── Text under study ──

A very frustrated worker contacted me recently.  She didn’t need an attorney as she actually had a quite good one in her corner already – not my office and not someone in my statewide network of law firms, but still a firm I like and respect.  This lawyer had taken her case to trial and won.  There was a dispute as to whether or not she needed a back surgery and if so, was it related to a job injury.
The issue at the trial was who did the Arbitrator find more credible; the IME doctor that saw her once for about 10 minutes and said no surgery was needed and any injury wasn’t work related or the treating orthopedic doctor that has seen her over 15 times and believes a surgery is needed due to a job accident.
Just reading that last sentence, you’d realize that in most cases the treating doctor’s opinion will be given a lot of weight.  That doesn’t guarantee a win, but if your lawyer is willing to go trial and do the work necessary, you usually have a great chance at winning and that’s what happened in this case. It’s not unusual for Illinois workers’ compensation at all.
So here we are three years or so after the trial and she’s had her surgery.  Her doctor says she can’t return to her old job. The insurance company sent her back to the same doctor for another IME, this time to address whether or not she needs any work restrictions.  Surprise, surprise, he says she is fine.
The caller was understandably upset because she sees no reason that this doctor should be able to see her again.  As good as Illinois workers comp law is for injured workers, it’s not perfect.  The reality is that this is a new case issue, so the insurance company does have a right to send her back to the IME.  It’s a joke of course because we know if this goes back to trial she’s going to win again, but they are entitled to fight it if they want.  If anything, it gives them some leverage in negotiating a settlement.

───
── Data provided ──

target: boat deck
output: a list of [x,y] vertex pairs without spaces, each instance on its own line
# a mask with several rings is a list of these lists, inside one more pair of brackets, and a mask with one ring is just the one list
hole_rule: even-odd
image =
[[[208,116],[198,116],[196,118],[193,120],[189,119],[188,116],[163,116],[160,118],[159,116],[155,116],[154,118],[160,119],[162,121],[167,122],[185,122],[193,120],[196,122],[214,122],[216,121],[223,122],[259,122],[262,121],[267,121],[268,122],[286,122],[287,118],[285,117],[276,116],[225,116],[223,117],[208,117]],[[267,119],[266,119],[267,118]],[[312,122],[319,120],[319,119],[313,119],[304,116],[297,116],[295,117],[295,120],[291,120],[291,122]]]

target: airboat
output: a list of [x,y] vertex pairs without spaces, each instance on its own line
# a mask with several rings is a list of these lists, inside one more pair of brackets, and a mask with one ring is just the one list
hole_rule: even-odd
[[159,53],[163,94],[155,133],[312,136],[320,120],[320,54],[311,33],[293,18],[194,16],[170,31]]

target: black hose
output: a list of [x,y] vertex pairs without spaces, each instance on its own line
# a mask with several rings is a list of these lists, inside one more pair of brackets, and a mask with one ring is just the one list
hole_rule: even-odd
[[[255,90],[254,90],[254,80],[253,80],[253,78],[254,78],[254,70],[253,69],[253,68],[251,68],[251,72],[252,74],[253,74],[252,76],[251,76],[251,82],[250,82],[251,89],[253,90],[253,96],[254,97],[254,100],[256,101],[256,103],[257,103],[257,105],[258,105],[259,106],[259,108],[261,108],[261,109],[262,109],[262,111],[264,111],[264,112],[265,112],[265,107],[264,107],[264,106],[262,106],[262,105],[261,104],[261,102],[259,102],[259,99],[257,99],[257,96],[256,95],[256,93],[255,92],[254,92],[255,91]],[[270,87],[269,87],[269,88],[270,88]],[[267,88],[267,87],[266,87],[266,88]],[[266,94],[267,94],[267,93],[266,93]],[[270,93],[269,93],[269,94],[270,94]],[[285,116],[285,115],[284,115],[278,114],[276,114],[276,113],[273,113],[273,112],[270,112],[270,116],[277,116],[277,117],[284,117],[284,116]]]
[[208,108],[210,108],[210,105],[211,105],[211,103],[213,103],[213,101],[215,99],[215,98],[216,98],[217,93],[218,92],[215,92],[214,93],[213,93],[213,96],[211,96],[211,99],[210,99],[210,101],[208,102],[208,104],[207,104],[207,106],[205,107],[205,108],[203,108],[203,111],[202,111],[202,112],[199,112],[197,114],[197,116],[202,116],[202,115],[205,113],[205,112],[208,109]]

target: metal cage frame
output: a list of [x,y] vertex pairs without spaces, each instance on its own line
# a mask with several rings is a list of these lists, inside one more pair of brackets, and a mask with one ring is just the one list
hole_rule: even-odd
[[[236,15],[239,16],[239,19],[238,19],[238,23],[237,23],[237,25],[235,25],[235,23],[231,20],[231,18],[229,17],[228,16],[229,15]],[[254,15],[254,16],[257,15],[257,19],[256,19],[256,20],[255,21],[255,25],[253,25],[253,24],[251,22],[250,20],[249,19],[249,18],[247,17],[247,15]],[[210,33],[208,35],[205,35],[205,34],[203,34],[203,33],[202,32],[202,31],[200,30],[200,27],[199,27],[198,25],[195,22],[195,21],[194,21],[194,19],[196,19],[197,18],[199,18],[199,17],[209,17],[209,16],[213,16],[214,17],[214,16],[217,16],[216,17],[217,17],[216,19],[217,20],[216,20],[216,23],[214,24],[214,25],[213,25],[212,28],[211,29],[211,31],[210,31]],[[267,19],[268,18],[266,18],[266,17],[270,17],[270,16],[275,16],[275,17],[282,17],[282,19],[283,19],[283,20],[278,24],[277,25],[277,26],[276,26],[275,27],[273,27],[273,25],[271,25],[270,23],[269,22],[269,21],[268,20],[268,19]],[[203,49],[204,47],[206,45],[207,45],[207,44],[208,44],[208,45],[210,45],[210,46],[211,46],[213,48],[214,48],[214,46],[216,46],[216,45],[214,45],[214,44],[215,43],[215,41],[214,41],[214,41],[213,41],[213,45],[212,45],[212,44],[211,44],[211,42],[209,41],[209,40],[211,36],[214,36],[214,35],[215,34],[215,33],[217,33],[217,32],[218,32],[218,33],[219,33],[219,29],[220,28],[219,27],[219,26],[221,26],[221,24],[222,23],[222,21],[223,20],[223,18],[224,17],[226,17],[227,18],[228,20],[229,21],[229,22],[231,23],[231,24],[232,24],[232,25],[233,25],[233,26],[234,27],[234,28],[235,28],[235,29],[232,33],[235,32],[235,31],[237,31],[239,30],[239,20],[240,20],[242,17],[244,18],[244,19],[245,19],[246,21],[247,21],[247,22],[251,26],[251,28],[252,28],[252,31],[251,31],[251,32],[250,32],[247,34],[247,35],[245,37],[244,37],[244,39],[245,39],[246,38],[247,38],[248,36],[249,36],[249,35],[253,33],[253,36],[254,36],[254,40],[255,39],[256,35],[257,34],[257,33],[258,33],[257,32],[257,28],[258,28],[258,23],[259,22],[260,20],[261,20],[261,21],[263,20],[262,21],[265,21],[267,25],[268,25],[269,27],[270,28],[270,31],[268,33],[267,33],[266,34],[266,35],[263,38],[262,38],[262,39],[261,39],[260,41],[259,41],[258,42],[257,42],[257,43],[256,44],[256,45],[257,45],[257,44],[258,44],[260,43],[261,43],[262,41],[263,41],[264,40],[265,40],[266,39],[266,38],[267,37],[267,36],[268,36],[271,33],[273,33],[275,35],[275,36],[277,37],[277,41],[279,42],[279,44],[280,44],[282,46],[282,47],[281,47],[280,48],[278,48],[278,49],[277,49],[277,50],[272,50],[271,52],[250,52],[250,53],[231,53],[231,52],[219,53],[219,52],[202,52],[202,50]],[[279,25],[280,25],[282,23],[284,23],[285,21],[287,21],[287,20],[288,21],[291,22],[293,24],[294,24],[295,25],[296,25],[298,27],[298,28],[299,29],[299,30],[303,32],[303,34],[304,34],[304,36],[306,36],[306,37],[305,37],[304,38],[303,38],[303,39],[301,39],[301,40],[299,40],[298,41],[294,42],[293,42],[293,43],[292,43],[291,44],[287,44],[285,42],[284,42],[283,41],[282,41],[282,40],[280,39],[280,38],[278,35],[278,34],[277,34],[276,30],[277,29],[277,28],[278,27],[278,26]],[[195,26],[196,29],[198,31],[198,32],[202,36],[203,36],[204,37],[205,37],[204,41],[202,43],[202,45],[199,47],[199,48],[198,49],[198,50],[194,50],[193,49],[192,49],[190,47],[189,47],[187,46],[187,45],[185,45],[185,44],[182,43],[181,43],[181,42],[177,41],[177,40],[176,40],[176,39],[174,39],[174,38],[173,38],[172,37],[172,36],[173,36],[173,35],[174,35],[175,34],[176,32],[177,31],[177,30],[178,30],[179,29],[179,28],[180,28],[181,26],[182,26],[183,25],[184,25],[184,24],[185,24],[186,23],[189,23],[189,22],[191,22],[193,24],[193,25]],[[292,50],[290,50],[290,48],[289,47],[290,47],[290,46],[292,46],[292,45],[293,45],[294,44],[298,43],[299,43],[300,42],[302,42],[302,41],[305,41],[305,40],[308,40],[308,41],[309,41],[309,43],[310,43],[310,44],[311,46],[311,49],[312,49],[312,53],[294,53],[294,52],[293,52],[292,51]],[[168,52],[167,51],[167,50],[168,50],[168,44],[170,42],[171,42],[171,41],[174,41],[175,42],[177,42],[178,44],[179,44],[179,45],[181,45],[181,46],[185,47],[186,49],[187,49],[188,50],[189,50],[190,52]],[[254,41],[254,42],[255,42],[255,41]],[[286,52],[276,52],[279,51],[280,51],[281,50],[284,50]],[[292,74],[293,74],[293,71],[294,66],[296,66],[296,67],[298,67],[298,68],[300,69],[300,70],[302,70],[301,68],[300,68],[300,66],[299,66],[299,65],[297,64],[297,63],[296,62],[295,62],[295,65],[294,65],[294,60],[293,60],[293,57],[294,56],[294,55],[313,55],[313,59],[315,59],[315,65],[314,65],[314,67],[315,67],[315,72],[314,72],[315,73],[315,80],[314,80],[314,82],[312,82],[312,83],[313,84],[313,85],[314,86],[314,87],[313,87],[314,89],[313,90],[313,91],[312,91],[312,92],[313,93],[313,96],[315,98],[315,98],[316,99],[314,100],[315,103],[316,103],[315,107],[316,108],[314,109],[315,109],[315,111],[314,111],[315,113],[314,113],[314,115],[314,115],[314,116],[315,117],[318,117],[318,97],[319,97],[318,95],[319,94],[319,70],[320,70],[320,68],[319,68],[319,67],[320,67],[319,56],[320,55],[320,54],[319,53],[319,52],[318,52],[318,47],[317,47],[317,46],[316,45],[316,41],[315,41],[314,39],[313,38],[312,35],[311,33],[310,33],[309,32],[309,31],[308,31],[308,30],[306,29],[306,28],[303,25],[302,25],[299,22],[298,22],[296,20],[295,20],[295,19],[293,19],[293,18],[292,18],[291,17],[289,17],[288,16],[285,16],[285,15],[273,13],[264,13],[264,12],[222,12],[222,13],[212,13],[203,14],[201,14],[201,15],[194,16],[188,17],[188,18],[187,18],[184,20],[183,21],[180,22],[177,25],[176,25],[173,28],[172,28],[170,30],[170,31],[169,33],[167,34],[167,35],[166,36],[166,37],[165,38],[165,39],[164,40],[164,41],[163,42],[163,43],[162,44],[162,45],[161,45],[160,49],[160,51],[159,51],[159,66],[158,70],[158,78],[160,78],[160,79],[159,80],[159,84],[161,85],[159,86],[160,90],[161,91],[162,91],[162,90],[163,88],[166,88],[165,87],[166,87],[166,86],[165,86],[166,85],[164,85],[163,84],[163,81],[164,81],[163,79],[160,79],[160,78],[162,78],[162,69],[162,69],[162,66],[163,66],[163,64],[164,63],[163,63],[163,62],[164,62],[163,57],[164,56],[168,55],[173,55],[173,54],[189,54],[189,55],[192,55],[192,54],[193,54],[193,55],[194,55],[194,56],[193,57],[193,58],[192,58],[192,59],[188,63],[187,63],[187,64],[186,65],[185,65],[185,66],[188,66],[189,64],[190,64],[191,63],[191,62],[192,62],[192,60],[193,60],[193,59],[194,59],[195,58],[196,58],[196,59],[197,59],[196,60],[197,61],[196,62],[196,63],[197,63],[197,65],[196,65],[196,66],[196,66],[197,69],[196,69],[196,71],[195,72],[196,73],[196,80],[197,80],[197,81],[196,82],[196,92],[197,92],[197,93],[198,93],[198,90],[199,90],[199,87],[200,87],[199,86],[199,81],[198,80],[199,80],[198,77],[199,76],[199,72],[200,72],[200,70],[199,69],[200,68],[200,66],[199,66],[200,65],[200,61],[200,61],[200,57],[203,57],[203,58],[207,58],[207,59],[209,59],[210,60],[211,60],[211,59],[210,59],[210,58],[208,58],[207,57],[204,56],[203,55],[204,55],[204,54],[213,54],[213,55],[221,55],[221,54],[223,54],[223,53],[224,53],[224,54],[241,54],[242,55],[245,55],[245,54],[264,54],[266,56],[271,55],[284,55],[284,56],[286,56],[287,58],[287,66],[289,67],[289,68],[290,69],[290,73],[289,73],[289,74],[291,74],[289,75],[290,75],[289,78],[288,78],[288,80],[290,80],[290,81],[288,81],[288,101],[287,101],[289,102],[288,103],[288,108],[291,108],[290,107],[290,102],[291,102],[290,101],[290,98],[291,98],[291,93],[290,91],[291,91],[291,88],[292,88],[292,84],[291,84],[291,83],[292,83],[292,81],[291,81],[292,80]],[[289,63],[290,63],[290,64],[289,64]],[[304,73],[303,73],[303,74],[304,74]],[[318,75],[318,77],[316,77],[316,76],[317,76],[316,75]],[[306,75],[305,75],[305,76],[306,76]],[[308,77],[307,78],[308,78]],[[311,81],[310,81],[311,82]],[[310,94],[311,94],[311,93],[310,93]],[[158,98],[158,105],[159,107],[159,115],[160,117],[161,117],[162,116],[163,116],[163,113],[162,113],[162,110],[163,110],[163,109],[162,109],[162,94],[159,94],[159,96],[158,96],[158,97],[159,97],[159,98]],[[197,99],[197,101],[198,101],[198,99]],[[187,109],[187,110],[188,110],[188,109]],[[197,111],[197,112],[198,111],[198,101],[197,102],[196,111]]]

───

Your task> Copy the passage of the text about the injured worker that begins at the words "Just reading that" and stops after "she is fine.", swapping "insurance company" for "insurance carrier". Draw only on the text about the injured worker, not on the rows.

Task response>
Just reading that last sentence, you’d realize that in most cases the treating doctor’s opinion will be given a lot of weight.  That doesn’t guarantee a win, but if your lawyer is willing to go trial and do the work necessary, you usually have a great chance at winning and that’s what happened in this case. It’s not unusual for Illinois workers’ compensation at all.
So here we are three years or so after the trial and she’s had her surgery.  Her doctor says she can’t return to her old job. The insurance carrier sent her back to the same doctor for another IME, this time to address whether or not she needs any work restrictions.  Surprise, surprise, he says she is fine.